TASK BRIEF: Look below for the line containing "Target: twilight sky" and the line containing "Annotation task — mark the long", then set down both and every line between them exactly, without pictures.
- - - -
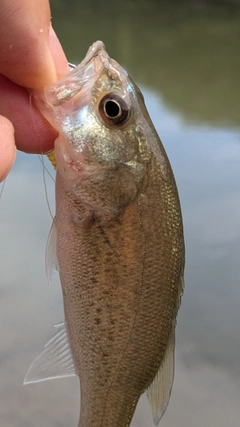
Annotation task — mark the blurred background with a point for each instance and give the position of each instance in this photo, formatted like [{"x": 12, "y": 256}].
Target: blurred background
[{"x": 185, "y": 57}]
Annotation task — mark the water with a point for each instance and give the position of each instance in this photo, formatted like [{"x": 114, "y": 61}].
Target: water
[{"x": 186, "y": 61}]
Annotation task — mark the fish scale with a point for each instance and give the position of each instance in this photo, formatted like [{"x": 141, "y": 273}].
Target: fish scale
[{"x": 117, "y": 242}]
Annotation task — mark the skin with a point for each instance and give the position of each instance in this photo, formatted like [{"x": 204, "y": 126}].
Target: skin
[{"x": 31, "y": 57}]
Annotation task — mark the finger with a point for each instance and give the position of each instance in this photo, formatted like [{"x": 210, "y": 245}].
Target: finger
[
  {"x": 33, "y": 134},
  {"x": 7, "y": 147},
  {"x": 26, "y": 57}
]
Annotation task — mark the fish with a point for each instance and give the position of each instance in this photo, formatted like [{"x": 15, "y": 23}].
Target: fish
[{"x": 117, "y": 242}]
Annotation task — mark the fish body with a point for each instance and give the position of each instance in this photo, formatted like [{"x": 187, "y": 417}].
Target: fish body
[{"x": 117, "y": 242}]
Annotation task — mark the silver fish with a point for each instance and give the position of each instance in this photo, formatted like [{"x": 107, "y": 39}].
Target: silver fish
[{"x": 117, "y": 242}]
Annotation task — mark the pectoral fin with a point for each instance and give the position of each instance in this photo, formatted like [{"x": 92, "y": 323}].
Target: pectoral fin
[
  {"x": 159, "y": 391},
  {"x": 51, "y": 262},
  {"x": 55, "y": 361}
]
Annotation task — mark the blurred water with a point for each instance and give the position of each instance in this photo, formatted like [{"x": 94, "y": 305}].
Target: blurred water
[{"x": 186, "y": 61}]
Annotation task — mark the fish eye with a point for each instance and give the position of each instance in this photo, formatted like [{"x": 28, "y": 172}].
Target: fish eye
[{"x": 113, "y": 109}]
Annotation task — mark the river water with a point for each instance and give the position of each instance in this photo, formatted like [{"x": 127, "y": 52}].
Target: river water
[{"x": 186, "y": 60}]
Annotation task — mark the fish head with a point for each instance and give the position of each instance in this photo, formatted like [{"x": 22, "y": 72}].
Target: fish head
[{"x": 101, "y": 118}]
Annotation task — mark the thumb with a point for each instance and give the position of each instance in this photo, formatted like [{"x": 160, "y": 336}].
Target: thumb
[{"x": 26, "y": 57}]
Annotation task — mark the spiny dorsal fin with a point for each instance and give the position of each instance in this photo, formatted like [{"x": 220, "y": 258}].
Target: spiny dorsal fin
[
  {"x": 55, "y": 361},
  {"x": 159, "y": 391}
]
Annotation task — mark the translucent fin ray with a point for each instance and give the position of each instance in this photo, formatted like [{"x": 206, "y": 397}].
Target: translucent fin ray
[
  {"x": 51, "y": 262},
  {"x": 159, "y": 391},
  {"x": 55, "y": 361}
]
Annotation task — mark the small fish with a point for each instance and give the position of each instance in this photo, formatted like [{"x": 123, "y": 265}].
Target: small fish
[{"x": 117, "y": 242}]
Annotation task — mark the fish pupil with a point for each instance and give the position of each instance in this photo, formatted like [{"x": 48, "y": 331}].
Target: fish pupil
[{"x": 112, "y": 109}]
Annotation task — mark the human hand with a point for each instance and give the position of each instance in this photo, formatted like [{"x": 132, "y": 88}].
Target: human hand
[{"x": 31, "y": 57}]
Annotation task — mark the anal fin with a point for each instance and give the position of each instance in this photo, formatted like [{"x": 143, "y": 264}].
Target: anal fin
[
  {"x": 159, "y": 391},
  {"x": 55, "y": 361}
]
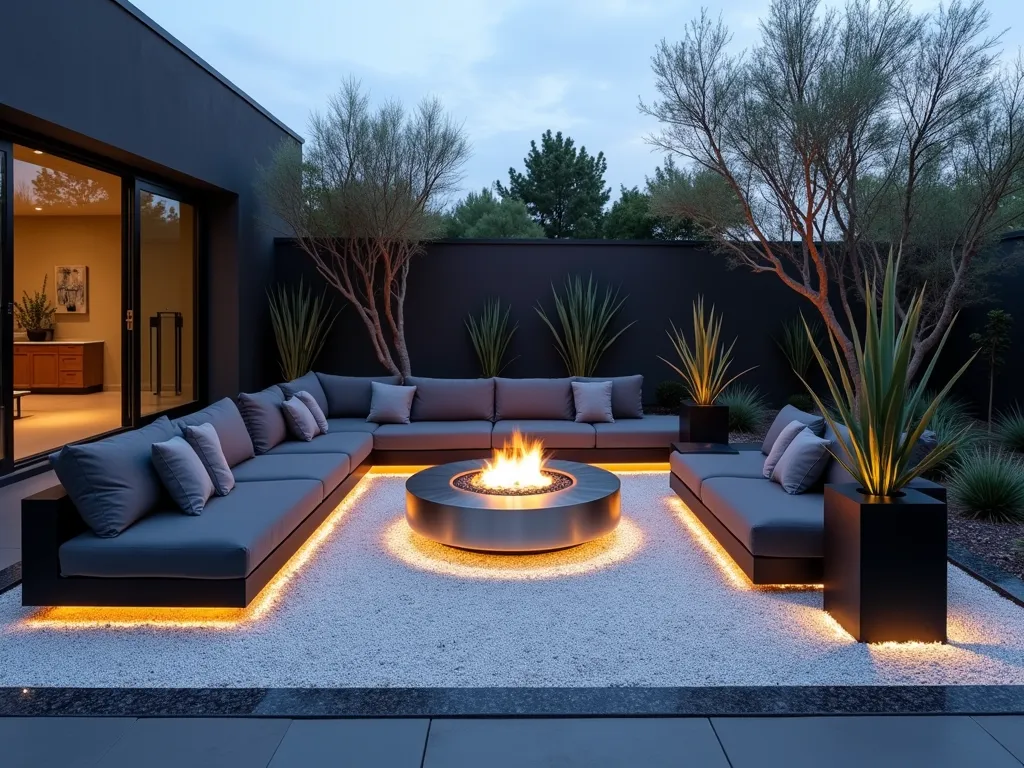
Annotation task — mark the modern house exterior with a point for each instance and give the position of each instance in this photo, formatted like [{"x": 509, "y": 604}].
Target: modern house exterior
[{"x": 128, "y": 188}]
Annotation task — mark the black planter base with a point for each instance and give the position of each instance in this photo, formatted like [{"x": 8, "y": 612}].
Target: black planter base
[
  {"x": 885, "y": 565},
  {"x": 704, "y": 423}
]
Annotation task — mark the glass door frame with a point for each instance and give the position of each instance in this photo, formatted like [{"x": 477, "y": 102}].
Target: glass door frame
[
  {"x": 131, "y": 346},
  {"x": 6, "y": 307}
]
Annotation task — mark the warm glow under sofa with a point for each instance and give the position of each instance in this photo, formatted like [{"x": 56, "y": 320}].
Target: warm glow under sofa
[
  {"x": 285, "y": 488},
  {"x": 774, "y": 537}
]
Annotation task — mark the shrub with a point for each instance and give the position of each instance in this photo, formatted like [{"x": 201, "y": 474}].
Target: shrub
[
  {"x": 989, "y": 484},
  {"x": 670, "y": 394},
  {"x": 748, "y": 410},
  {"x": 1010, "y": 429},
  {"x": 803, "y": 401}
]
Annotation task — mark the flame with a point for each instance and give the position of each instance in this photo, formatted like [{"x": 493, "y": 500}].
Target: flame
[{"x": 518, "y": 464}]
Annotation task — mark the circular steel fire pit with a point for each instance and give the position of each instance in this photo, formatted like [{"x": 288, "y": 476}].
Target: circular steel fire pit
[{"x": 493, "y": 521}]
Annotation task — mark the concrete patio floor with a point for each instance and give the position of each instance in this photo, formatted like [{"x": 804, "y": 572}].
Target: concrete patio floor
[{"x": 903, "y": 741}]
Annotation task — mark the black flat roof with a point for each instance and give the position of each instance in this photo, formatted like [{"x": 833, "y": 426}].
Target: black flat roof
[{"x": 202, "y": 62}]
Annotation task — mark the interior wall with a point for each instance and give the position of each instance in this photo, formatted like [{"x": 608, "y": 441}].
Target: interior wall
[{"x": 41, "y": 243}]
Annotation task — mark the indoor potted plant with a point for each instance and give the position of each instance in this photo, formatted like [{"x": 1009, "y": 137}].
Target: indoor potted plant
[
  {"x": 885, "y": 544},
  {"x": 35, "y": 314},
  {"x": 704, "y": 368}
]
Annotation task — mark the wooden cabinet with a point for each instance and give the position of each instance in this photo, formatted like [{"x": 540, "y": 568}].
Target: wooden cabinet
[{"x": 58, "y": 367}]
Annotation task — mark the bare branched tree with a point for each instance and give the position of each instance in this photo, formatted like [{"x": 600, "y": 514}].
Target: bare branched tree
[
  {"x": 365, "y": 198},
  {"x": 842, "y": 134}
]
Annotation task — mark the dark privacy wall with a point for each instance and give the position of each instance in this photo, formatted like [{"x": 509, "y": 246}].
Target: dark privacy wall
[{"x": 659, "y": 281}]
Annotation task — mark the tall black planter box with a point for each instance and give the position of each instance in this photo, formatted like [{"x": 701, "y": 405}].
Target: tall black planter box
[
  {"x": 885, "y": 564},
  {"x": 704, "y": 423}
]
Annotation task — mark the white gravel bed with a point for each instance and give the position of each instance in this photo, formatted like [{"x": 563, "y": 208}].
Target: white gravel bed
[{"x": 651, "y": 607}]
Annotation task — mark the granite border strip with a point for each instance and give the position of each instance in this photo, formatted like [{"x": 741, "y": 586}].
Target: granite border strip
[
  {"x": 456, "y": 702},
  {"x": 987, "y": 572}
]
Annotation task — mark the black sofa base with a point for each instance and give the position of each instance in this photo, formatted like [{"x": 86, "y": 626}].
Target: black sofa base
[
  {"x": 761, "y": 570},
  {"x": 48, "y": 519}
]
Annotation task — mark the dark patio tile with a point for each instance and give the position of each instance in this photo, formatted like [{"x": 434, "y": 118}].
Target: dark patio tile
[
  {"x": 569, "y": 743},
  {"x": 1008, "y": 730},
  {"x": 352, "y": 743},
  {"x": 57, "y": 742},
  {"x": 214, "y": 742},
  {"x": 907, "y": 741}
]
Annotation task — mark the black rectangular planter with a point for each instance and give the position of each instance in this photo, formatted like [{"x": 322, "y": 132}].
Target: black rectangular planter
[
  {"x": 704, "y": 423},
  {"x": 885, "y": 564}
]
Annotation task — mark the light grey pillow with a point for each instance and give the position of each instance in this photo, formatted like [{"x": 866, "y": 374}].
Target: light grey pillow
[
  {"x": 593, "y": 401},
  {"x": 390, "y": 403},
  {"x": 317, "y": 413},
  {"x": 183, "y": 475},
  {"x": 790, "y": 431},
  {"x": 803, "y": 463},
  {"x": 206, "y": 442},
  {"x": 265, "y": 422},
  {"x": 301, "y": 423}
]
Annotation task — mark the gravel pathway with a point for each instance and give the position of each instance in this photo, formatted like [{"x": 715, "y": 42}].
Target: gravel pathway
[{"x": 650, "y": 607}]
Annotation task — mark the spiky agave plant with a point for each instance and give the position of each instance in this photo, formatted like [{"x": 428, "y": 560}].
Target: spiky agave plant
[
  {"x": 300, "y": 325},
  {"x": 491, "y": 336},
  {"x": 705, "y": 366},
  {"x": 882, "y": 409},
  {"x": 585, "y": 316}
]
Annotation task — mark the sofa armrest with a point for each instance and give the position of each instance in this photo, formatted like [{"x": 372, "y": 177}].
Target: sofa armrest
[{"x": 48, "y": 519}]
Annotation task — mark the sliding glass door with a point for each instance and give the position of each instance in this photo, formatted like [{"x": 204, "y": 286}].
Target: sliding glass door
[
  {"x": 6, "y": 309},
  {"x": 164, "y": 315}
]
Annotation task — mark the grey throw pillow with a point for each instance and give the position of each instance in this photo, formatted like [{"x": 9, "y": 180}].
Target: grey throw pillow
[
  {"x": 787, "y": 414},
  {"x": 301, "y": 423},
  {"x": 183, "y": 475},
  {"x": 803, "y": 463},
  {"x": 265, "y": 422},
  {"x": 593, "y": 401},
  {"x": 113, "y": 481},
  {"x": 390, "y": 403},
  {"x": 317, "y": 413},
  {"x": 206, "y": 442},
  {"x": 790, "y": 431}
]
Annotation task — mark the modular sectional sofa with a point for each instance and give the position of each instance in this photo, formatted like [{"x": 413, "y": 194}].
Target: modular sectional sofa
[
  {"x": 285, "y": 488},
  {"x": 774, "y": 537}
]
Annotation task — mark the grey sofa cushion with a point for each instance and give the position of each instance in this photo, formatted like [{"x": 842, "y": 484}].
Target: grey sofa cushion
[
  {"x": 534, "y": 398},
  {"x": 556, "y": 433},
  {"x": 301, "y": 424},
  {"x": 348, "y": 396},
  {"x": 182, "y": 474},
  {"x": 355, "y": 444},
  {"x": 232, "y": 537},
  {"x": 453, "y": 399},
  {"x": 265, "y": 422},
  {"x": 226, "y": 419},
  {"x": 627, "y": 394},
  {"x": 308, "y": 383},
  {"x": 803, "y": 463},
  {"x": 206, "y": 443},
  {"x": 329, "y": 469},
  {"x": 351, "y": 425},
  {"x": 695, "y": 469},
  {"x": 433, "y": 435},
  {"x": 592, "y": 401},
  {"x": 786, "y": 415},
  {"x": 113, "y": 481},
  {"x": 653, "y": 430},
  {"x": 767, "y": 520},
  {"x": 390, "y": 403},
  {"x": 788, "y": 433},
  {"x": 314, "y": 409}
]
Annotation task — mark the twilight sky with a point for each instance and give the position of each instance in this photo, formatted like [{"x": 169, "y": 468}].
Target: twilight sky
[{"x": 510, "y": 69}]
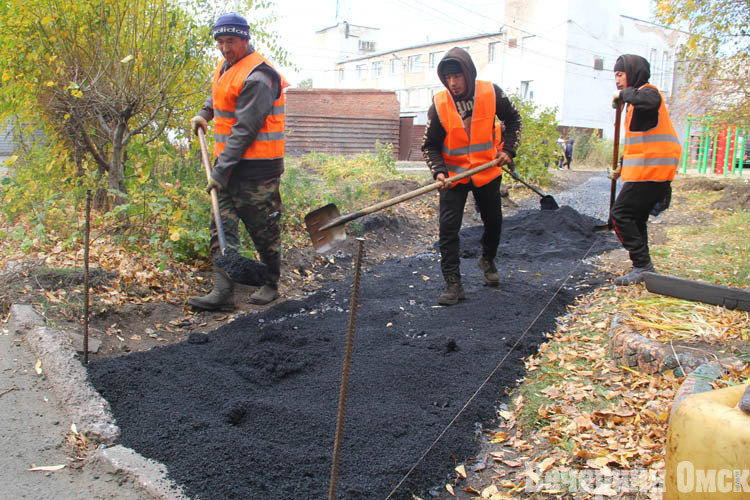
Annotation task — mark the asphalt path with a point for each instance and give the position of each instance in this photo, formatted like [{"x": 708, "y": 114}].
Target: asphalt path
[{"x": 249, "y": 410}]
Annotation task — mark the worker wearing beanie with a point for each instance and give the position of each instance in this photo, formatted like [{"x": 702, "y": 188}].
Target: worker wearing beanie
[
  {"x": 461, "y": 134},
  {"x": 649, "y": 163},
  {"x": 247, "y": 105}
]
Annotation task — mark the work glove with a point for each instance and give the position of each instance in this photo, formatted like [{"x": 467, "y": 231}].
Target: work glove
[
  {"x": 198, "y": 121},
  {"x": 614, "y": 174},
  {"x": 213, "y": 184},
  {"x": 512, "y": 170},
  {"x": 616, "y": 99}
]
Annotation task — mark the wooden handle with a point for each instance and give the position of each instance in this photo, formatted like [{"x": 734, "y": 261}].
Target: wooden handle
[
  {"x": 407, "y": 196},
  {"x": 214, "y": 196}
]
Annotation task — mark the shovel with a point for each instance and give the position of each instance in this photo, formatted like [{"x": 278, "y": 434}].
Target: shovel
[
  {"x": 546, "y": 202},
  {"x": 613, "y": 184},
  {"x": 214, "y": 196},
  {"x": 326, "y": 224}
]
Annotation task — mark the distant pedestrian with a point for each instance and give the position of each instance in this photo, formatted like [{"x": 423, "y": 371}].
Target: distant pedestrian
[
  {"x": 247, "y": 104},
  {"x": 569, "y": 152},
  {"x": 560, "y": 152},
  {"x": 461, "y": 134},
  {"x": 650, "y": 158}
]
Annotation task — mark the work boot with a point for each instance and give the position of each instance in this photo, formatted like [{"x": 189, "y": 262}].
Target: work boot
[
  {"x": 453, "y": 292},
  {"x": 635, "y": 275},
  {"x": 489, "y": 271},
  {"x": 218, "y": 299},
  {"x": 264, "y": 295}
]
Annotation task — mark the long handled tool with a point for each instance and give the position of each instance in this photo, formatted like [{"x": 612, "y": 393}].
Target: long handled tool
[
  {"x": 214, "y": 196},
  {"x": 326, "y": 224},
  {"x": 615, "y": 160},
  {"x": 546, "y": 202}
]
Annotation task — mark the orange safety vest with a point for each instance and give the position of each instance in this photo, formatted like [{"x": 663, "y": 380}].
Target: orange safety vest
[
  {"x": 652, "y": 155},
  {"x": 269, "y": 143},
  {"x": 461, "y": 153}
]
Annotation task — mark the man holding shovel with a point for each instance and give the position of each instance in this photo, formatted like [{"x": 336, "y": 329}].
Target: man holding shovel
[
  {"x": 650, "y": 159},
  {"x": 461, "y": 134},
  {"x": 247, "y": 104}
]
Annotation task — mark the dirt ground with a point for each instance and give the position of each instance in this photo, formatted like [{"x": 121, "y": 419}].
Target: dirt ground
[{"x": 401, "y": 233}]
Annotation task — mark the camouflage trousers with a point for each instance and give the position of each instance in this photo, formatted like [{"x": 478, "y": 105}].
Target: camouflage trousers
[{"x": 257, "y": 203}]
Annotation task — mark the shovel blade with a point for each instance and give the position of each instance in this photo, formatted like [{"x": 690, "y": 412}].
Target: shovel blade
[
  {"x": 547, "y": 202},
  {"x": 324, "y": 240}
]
- - - -
WRITTEN SOLUTION:
Target: twilight sky
[{"x": 510, "y": 69}]
Annotation task — mark the asphalt path with a point for each instance and give the position of each instance in this photo, formatted like [{"x": 708, "y": 114}].
Target: asphalt path
[{"x": 249, "y": 410}]
Annotation task — mark the worker wearing beanie with a point for each instance and give the position of each instance in this photo, formatted like [{"x": 702, "y": 188}].
Target: worker wearing beanie
[
  {"x": 461, "y": 134},
  {"x": 649, "y": 163},
  {"x": 247, "y": 105}
]
Annotation task — mark the work glove with a point for each instance and give the position of each instance in this photo, formatted like [{"x": 467, "y": 231}].
Target: work glove
[
  {"x": 198, "y": 121},
  {"x": 614, "y": 174},
  {"x": 213, "y": 184},
  {"x": 512, "y": 170},
  {"x": 616, "y": 99}
]
Annotation task — mark the wooden handle with a point for each instance and give the position of each instance in this photo, formatted like [{"x": 734, "y": 261}].
Target: wooden handle
[
  {"x": 407, "y": 196},
  {"x": 214, "y": 196}
]
Annotation task — mark the shovel with a point for each instance and give the position of each instance in this photo, formatted like [{"x": 278, "y": 434}].
Target: shovel
[
  {"x": 546, "y": 202},
  {"x": 613, "y": 184},
  {"x": 214, "y": 196},
  {"x": 326, "y": 224}
]
Annotation task — mark the distant pedestrian with a point for each instance and give the position of each instance in this photo, formatted like [{"x": 423, "y": 371}].
Target: distant pedestrian
[
  {"x": 247, "y": 104},
  {"x": 569, "y": 152},
  {"x": 560, "y": 152},
  {"x": 461, "y": 134},
  {"x": 650, "y": 158}
]
Annotation task — mark the work boot with a point for each instance and give the position of each instance in this photo, formatted like [{"x": 189, "y": 262}].
Target: work boot
[
  {"x": 453, "y": 292},
  {"x": 635, "y": 275},
  {"x": 489, "y": 271},
  {"x": 218, "y": 299},
  {"x": 264, "y": 295}
]
Annotation task — mark the long handled tool with a point for each instance and give the position of each instance in this photo, formatted like [{"x": 612, "y": 393}].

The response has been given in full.